-- Start --

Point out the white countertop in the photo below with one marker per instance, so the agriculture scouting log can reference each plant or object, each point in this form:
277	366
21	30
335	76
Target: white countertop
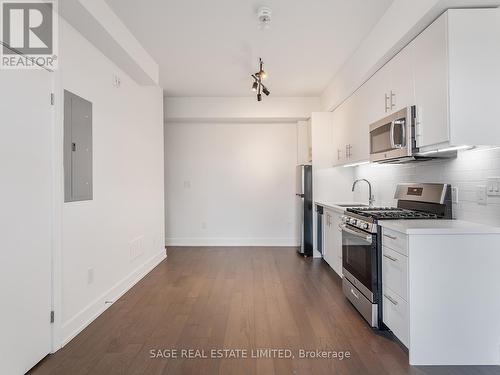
438	227
335	205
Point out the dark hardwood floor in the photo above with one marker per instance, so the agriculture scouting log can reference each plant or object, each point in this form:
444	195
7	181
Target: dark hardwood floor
235	298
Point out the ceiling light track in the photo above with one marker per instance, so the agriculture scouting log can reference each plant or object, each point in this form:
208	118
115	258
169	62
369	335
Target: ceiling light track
257	84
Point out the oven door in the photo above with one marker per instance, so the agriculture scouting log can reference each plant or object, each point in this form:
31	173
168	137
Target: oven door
391	137
359	260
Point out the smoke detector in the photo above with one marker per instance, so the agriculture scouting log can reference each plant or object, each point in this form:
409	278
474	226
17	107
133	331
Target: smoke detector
264	17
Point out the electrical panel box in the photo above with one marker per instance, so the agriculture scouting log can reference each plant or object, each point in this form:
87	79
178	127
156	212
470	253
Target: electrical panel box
77	148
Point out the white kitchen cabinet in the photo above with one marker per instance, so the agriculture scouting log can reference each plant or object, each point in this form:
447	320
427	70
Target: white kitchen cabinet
350	131
332	240
304	147
457	74
339	135
402	90
396	315
395	284
321	137
431	84
390	89
442	317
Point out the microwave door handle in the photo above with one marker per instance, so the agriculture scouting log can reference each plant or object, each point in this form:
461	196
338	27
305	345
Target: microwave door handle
402	123
393	145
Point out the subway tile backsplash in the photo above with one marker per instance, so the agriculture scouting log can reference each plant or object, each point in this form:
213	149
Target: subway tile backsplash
467	172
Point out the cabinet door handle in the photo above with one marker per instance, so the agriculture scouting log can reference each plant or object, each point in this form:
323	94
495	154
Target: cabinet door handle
391	237
391	258
394	302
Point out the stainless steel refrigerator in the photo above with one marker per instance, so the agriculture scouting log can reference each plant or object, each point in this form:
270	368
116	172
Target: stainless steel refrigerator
304	194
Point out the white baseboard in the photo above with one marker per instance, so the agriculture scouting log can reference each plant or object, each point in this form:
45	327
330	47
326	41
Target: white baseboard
232	241
80	321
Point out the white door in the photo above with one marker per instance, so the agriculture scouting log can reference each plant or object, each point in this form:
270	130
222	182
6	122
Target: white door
25	218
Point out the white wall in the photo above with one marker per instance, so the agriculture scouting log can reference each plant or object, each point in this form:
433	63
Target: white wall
128	187
248	109
231	183
469	170
97	22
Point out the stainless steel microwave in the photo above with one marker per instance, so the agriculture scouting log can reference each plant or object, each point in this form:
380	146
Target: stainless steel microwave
392	139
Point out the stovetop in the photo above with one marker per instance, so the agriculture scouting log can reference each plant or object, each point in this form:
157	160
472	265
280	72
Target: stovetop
391	213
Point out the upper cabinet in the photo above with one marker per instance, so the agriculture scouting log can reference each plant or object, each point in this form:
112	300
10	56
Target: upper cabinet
391	88
304	147
321	136
457	75
430	67
350	131
450	72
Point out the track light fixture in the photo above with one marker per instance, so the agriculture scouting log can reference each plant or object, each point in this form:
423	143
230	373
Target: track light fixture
257	85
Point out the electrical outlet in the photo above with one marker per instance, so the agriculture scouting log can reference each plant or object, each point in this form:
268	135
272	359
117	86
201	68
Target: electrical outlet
454	194
493	186
90	276
136	248
481	194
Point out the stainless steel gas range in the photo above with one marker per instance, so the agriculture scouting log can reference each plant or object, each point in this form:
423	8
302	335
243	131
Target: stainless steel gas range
362	245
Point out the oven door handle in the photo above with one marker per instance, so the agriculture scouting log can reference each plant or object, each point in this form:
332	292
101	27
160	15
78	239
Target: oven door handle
357	233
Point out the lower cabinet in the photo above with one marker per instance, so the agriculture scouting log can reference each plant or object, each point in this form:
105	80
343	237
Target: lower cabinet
395	284
332	248
396	315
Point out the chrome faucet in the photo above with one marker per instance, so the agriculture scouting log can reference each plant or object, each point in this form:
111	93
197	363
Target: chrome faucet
371	198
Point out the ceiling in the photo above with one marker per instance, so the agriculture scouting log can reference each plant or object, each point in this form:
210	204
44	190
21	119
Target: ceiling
210	47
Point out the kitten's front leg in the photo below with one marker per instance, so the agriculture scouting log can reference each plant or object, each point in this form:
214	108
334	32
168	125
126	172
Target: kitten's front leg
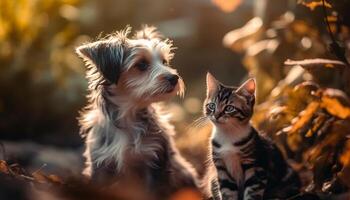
255	184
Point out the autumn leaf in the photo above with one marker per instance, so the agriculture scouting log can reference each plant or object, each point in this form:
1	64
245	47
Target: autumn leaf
304	117
317	62
4	167
227	5
334	107
314	4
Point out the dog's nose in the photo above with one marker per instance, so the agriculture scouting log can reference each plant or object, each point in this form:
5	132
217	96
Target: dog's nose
172	79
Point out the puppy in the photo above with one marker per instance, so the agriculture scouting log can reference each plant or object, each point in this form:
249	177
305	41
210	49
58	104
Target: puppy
127	137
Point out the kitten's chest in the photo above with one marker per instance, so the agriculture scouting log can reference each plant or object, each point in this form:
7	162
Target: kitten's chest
231	157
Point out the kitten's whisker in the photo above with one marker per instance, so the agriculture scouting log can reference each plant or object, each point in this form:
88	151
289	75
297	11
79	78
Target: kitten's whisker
200	122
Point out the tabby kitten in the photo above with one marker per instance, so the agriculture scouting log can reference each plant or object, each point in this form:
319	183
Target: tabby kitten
249	166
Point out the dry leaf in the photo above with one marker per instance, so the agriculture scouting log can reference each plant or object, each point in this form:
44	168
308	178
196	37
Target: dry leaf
334	107
317	62
304	117
314	4
227	5
4	167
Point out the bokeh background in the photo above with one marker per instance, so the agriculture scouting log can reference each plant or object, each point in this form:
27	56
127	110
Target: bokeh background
43	85
42	81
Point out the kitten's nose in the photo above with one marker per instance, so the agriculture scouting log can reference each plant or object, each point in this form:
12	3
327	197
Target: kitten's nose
172	79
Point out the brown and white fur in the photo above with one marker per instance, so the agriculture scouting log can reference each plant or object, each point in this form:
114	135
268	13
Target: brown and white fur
127	136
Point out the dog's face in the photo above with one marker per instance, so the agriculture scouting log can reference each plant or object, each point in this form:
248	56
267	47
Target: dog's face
136	67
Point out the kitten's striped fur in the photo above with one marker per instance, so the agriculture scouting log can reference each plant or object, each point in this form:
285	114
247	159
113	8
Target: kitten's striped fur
249	165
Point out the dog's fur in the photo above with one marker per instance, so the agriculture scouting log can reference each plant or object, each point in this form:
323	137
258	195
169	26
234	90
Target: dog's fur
127	136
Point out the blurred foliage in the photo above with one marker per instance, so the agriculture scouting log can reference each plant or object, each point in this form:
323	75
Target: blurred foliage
301	66
37	39
303	106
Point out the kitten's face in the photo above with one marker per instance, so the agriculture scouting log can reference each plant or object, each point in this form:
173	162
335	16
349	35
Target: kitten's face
229	105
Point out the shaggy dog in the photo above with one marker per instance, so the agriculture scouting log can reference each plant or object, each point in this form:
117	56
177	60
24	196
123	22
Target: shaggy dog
127	137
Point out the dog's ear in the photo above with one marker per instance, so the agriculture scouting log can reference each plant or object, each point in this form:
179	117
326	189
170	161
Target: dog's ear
148	33
107	56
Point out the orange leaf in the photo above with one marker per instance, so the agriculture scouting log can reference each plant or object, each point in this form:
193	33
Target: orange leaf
334	107
4	167
227	5
314	4
304	117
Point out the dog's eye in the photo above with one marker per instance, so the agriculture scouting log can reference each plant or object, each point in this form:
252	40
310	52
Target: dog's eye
229	109
142	65
211	107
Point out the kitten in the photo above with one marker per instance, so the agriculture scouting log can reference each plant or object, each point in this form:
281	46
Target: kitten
249	166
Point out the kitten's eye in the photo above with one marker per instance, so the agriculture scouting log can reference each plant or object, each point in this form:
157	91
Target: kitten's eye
229	109
211	106
142	65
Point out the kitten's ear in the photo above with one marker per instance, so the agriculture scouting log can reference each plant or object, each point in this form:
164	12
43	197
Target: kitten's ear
248	89
212	84
148	33
106	56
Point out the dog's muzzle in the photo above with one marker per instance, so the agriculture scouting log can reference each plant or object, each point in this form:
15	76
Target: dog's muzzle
172	80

-- End --

Task objective |
Nothing outside the span should appear: transcribe the lines from the one containing "Point out the orange" through the last line of the records.

Written solution |
Point out the orange leaf in the photo above with one marker per instance, so the agriculture scouting log can reference each plant or object, each point in this form:
193	33
Target: orange leaf
334	107
4	167
227	5
314	4
304	117
Point out the dog's eye in the photo above with one marker per instance, so the agriculture scouting log can reference each plant or object, each point in this form:
252	40
310	52
Target: dog's eye
229	109
142	65
211	107
Point out the kitten in the photo above with one marker per instance, so the agriculture scouting log can reference each plant or object, each point in this form:
281	46
Target: kitten
249	166
Point out the kitten's eye in the photo above with one marker per instance, so the agriculture scouting log can reference each plant or object, each point in this form:
157	91
Target: kitten's eye
229	109
211	106
142	65
Point out the kitten's ear in the photo above with one marker per instance, so the agriculture scouting log can reference each plant or object, each point in this form:
164	12
43	197
Target: kitten's ear
248	89
212	84
148	33
106	56
Point out the dog's muzzle in the photo above with one marker per instance, so the agriculture scouting log can reference each plant or object, each point in this form:
15	76
Target: dog's muzzle
172	80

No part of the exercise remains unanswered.